Assigned task: Return the data exactly, without pictures.

Data for review:
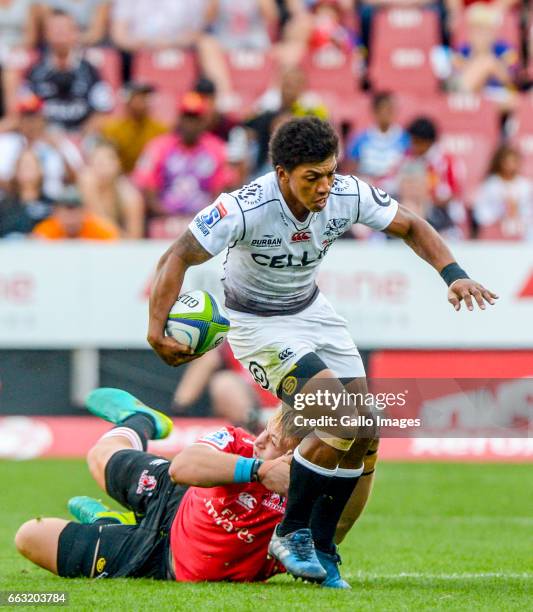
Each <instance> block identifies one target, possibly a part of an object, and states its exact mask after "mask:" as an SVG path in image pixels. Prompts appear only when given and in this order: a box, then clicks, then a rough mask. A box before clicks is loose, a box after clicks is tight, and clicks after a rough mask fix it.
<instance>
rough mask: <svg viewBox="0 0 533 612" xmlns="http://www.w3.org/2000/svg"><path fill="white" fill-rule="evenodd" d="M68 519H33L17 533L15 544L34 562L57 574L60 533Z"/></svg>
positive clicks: (28, 557)
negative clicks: (57, 560) (58, 544)
mask: <svg viewBox="0 0 533 612" xmlns="http://www.w3.org/2000/svg"><path fill="white" fill-rule="evenodd" d="M67 525H68V521H66V520H64V519H59V518H43V519H32V520H31V521H27V522H26V523H24V524H23V525H22V526H21V527H19V530H18V531H17V533H16V535H15V546H16V547H17V550H18V551H19V553H20V554H21V555H23V556H24V557H26V559H28V560H30V561H31V562H32V563H35V564H36V565H39V566H40V567H42V568H44V569H46V570H48V571H49V572H53V573H54V574H57V549H58V543H59V535H60V534H61V532H62V531H63V529H64V528H65V527H66V526H67Z"/></svg>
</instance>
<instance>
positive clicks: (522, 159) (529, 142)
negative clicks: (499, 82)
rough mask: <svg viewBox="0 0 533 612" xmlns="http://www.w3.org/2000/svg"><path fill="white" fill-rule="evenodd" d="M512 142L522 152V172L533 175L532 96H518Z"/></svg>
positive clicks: (532, 118)
mask: <svg viewBox="0 0 533 612" xmlns="http://www.w3.org/2000/svg"><path fill="white" fill-rule="evenodd" d="M513 142H514V144H516V145H517V146H518V149H519V151H520V153H521V154H522V174H524V175H525V176H528V177H532V176H533V96H532V95H531V94H528V95H523V96H522V97H521V98H520V101H519V104H518V109H517V112H516V115H515V133H514V136H513Z"/></svg>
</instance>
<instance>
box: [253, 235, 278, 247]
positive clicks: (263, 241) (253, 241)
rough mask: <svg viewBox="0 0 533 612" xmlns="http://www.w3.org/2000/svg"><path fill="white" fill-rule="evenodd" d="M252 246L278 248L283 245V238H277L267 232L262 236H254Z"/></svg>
mask: <svg viewBox="0 0 533 612" xmlns="http://www.w3.org/2000/svg"><path fill="white" fill-rule="evenodd" d="M250 246H253V247H255V248H256V249H276V248H278V247H280V246H281V238H276V237H275V236H272V235H271V234H265V235H264V236H263V237H262V238H254V240H252V242H251V243H250Z"/></svg>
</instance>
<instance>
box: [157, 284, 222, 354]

Task output:
Each <instance> block identifies one target, possibly a part of an object, and states its exact mask after "mask:" as an SVG path in image pixels. Prompts appear only when given and in this order: a box, then clicks, then a rough mask. A box before clicks is loose, a box after clicks is tight, and clicks after a rough mask fix it.
<instance>
rough mask: <svg viewBox="0 0 533 612" xmlns="http://www.w3.org/2000/svg"><path fill="white" fill-rule="evenodd" d="M68 519H33L17 533L15 544L34 562L57 574L60 533Z"/></svg>
positive clicks: (28, 557)
negative clicks: (57, 560) (58, 544)
mask: <svg viewBox="0 0 533 612" xmlns="http://www.w3.org/2000/svg"><path fill="white" fill-rule="evenodd" d="M67 525H68V521H66V520H64V519H59V518H43V519H32V520H31V521H27V522H26V523H24V524H23V525H22V526H21V527H19V530H18V531H17V533H16V535H15V546H16V547H17V550H18V551H19V553H20V554H21V555H23V556H24V557H26V559H28V560H30V561H31V562H32V563H35V564H36V565H39V566H40V567H42V568H44V569H46V570H48V571H49V572H53V573H54V574H57V549H58V543H59V535H60V534H61V532H62V531H63V529H64V528H65V527H66V526H67Z"/></svg>
</instance>
<instance>
positive clicks: (522, 159) (529, 142)
negative clicks: (499, 82)
rough mask: <svg viewBox="0 0 533 612" xmlns="http://www.w3.org/2000/svg"><path fill="white" fill-rule="evenodd" d="M512 142L522 152V172L533 175L532 96H518Z"/></svg>
positive clicks: (532, 118)
mask: <svg viewBox="0 0 533 612" xmlns="http://www.w3.org/2000/svg"><path fill="white" fill-rule="evenodd" d="M513 142H514V144H516V145H517V146H518V149H519V151H520V153H521V154H522V174H524V175H525V176H528V177H532V176H533V96H532V95H531V94H528V95H523V96H522V97H521V98H520V101H519V104H518V109H517V112H516V115H515V133H514V136H513Z"/></svg>
</instance>
<instance>
box: [253, 235, 278, 247]
positive clicks: (263, 241) (253, 241)
rough mask: <svg viewBox="0 0 533 612" xmlns="http://www.w3.org/2000/svg"><path fill="white" fill-rule="evenodd" d="M252 246L278 248L283 245V238H277L267 232L262 236H254Z"/></svg>
mask: <svg viewBox="0 0 533 612" xmlns="http://www.w3.org/2000/svg"><path fill="white" fill-rule="evenodd" d="M250 246H253V247H255V248H256V249H276V248H278V247H280V246H281V238H276V237H275V236H272V235H271V234H265V235H264V236H263V237H262V238H254V240H252V242H251V243H250Z"/></svg>
</instance>
<instance>
box: [157, 284, 222, 354]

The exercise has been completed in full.